## [ACTIONS TO TAKE]
**a.** According to the heat exchanger passage, why is an outgoing liquid food product used as the heat transfer medium? Answer in one to three sentences.
**b.** Translate this sentence from the heat exchanger passage into Spanish: "Tubular heat exchangers are a common type of heat exchanger used for heat treating a liquid food product, such as milk and juice."
**c.** Reproduce part of the heat exchanger passage word for word, beginning at the words "Technical Field" and stopping after the words "a high uptime.".

## [SOURCE PASSAGE]
Technical Field

The invention generally relates to the field of food processing. More particularly, it relates to a device for a closing one or several inner tubes in a tubular heat exchanger.

Background of the invention

Today, companies packaging liquid food products face tough competition. The effect of this is that a high uptime for the processing equipment is necessary to stay competitive. Further, due to an increasing number of different products with different demands on the processing equipment, the processing equipment needs to be easy to modify in order to keep a high uptime.

Tubular heat exchangers are a common type of heat exchanger used for heat treating a liquid food product, such as milk and juice. In short, the liquid food product is fed through inner tubes running in a bigger pipe, a so- called shell, such that the liquid food product is heated by a heat transfer medium held within the shell. A compact design of tubular heat exchangers can be achieved by having bend pipes connecting sets of inner tubes to each other.

In order to reduce energy consumption an outgoing liquid food product to be cooled down before being stored may act as heat transfer medium. In this way, the outgoing food product to be cooled down is used for heating up an incoming food product to be heat treated in order to kill unwanted microorganisms.

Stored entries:
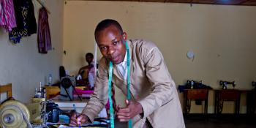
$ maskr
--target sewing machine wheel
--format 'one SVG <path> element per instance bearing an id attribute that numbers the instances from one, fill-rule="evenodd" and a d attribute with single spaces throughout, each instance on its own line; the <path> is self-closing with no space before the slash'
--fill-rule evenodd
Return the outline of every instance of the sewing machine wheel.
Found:
<path id="1" fill-rule="evenodd" d="M 23 113 L 29 121 L 30 114 L 26 107 L 16 100 L 9 100 L 0 105 L 0 127 L 27 127 Z"/>

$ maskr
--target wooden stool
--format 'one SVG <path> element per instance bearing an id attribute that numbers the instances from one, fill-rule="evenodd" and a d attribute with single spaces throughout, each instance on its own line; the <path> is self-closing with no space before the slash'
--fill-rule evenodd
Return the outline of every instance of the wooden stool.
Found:
<path id="1" fill-rule="evenodd" d="M 184 94 L 184 113 L 190 112 L 192 100 L 203 100 L 204 113 L 207 114 L 208 89 L 185 89 Z"/>
<path id="2" fill-rule="evenodd" d="M 239 90 L 215 90 L 214 113 L 221 113 L 222 112 L 223 102 L 225 101 L 233 101 L 235 102 L 235 113 L 238 114 L 240 110 L 240 97 L 241 92 Z"/>

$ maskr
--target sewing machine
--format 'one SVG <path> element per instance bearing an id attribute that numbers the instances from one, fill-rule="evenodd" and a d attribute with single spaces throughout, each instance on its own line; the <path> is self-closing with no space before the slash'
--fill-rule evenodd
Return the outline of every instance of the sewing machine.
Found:
<path id="1" fill-rule="evenodd" d="M 255 87 L 255 90 L 256 90 L 256 82 L 255 81 L 252 81 L 252 86 Z"/>
<path id="2" fill-rule="evenodd" d="M 230 82 L 230 81 L 222 81 L 222 80 L 220 80 L 219 81 L 219 85 L 222 86 L 222 89 L 227 89 L 227 85 L 232 85 L 233 88 L 235 88 L 235 86 L 236 86 L 235 81 Z"/>
<path id="3" fill-rule="evenodd" d="M 195 86 L 201 86 L 202 85 L 202 80 L 196 81 L 196 80 L 188 80 L 187 81 L 187 84 L 189 85 L 190 88 L 192 89 L 194 89 Z"/>

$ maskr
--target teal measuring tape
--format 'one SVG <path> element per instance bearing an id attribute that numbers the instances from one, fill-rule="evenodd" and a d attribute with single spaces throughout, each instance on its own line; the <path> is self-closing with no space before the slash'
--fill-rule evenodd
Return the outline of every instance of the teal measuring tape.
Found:
<path id="1" fill-rule="evenodd" d="M 131 84 L 130 79 L 129 79 L 129 47 L 127 42 L 125 43 L 125 46 L 127 48 L 127 99 L 131 99 L 131 93 L 129 91 L 129 86 Z M 114 128 L 114 112 L 113 110 L 113 103 L 112 103 L 112 98 L 111 98 L 111 81 L 112 81 L 112 75 L 113 75 L 113 63 L 112 61 L 110 61 L 109 64 L 109 71 L 108 71 L 108 98 L 109 98 L 109 104 L 110 104 L 110 128 Z M 128 121 L 128 127 L 132 128 L 132 119 L 129 119 Z"/>

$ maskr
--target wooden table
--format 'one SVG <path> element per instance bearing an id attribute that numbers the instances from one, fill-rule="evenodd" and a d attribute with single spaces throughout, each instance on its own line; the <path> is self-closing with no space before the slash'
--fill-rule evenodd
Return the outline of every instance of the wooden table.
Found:
<path id="1" fill-rule="evenodd" d="M 46 93 L 46 99 L 50 99 L 56 95 L 59 94 L 60 89 L 59 86 L 45 86 L 43 88 L 45 89 L 45 93 Z M 75 86 L 77 89 L 83 89 L 85 86 Z"/>
<path id="2" fill-rule="evenodd" d="M 61 110 L 73 110 L 73 105 L 75 105 L 77 108 L 77 112 L 81 113 L 83 109 L 86 107 L 89 99 L 82 98 L 82 100 L 80 100 L 78 97 L 74 98 L 74 100 L 60 100 L 60 95 L 58 95 L 50 100 L 53 101 L 54 103 L 58 104 L 59 108 Z"/>

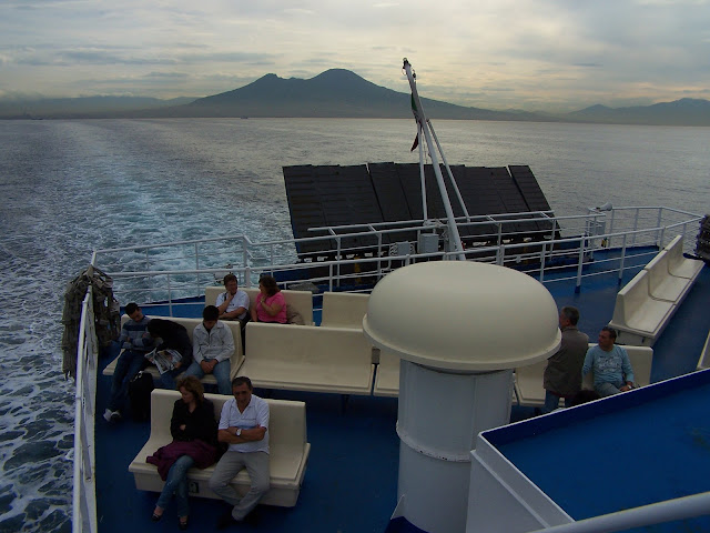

## [RESPONSES]
**a.** The outgoing liquid food product, which has to be cooled before storage, is used as the heat transfer medium to reduce energy consumption. Its heat warms the incoming food product, which is heat treated to kill unwanted microorganisms.

**b.** Los intercambiadores de calor tubulares son un tipo común de intercambiador de calor que se utiliza para el tratamiento térmico de un producto alimenticio líquido, como la leche y el zumo.

**c.**
Technical Field

The invention generally relates to the field of food processing. More particularly, it relates to a device for a closing one or several inner tubes in a tubular heat exchanger.

Background of the invention

Today, companies packaging liquid food products face tough competition. The effect of this is that a high uptime for the processing equipment is necessary to stay competitive. Further, due to an increasing number of different products with different demands on the processing equipment, the processing equipment needs to be easy to modify in order to keep a high uptime.